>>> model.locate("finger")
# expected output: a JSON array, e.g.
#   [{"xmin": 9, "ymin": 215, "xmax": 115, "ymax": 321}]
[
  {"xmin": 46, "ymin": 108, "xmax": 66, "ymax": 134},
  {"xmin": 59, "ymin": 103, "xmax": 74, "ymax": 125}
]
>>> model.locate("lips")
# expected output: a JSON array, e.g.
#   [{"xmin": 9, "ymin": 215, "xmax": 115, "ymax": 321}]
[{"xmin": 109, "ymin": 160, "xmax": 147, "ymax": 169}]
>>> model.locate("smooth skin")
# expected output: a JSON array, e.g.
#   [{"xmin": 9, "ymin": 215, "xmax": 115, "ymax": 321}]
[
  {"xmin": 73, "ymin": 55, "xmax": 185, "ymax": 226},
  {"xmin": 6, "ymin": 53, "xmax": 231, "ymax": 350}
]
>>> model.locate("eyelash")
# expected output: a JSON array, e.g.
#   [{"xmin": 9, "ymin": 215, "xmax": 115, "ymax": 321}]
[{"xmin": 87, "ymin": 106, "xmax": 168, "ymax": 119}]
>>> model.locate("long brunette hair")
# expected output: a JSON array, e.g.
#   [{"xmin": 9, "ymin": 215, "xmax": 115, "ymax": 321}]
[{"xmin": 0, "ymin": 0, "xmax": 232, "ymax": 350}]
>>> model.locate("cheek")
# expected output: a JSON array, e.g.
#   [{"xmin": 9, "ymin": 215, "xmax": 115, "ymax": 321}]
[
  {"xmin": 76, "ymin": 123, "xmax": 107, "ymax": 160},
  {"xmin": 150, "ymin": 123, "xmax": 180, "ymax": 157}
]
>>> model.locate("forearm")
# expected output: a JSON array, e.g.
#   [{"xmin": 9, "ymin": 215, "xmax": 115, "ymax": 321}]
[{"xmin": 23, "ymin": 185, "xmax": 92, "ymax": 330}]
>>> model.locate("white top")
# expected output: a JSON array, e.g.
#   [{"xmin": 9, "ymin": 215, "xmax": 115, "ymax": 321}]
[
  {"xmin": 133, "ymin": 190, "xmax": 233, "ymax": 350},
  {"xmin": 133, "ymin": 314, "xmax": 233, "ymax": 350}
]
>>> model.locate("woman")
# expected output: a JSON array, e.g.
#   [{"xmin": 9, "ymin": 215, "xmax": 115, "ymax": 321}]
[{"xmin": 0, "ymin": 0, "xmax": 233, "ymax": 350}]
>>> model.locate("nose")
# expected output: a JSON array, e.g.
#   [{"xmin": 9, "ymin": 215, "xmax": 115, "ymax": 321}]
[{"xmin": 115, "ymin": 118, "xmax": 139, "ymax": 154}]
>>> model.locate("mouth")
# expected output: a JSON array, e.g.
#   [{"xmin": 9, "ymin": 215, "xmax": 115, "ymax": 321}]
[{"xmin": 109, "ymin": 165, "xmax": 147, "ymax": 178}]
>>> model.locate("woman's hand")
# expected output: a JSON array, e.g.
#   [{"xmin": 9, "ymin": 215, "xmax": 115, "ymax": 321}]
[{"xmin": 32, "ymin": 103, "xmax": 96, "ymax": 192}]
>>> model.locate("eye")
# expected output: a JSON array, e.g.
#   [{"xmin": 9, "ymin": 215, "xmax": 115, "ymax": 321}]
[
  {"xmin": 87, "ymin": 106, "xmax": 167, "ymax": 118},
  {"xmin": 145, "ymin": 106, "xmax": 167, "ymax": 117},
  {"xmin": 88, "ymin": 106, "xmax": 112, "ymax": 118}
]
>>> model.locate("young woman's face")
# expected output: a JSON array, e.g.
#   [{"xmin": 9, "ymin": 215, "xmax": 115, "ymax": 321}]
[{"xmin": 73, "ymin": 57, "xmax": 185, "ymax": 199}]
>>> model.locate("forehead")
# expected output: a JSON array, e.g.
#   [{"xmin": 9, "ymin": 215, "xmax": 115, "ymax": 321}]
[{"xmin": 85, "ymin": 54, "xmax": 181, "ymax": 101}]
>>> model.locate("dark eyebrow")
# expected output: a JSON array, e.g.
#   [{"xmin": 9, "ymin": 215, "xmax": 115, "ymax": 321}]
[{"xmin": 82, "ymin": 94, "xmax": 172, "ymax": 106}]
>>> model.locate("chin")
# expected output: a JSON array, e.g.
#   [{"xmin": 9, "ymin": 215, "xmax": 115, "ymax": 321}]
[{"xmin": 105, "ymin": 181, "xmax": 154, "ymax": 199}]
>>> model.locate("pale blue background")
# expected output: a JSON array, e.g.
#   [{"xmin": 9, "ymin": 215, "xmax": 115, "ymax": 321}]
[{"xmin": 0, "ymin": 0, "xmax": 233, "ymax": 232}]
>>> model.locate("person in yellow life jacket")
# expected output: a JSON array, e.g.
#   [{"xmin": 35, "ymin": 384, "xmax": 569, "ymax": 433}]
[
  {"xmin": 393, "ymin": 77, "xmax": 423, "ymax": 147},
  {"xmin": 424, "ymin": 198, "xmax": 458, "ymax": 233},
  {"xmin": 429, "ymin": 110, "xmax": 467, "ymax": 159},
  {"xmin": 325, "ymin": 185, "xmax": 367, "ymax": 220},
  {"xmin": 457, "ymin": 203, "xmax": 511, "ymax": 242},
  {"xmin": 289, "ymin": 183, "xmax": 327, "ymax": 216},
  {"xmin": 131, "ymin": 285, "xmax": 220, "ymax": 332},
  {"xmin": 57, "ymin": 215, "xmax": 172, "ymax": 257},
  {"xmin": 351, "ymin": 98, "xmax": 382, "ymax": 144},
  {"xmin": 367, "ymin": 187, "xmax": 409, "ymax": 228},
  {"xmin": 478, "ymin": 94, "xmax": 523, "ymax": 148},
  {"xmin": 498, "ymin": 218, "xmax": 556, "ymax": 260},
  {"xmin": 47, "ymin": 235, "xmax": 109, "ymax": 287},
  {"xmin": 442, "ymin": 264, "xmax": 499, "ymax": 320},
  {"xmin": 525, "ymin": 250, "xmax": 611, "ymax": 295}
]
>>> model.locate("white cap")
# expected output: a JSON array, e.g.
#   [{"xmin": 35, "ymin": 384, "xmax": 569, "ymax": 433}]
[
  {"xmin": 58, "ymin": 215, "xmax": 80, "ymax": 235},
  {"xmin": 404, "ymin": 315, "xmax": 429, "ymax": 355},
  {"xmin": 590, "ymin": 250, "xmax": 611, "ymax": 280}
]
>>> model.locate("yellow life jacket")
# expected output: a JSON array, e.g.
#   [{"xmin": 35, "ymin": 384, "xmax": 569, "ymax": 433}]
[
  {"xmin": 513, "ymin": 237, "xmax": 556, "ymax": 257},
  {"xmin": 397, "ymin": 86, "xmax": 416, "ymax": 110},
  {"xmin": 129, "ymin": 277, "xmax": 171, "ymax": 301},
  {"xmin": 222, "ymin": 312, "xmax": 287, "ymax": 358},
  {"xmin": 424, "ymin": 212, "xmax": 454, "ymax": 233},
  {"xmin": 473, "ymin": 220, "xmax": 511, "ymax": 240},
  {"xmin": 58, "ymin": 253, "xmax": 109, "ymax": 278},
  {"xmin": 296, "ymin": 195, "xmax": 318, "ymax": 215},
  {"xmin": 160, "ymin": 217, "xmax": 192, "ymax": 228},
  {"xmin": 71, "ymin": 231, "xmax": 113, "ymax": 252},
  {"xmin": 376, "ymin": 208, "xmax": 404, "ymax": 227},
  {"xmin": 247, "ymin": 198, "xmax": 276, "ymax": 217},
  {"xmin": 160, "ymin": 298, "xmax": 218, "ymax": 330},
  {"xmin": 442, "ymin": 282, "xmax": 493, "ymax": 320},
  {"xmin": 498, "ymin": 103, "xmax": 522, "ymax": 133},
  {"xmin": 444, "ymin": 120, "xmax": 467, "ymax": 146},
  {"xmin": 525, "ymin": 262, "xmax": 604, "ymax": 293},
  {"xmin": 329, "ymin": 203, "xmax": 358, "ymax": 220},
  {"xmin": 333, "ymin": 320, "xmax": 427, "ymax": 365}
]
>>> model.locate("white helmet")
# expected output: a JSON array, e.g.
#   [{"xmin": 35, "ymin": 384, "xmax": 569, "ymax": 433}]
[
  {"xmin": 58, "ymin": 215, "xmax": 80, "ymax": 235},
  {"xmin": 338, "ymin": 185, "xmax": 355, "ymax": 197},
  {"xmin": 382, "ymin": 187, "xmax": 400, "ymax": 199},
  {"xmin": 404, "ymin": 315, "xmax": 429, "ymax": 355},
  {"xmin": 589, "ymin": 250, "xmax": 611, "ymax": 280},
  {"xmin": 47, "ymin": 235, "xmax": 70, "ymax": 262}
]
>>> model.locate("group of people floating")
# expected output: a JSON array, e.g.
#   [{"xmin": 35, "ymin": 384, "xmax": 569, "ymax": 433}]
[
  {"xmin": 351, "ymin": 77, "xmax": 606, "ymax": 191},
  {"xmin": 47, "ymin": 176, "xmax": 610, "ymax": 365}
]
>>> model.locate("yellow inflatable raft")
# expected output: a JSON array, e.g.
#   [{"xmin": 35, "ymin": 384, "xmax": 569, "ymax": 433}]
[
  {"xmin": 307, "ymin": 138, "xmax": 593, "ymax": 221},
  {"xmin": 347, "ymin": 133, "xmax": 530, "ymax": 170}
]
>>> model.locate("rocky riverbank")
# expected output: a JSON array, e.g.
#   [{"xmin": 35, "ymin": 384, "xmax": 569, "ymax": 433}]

————————

Your instructions
Extract each line of the listing above that contains the string "yellow".

Reply to the exercise
>>> model.locate("person in yellow life jacket")
>>> model.locate("yellow life jacket")
>>> model.locate("yellow inflatable raft")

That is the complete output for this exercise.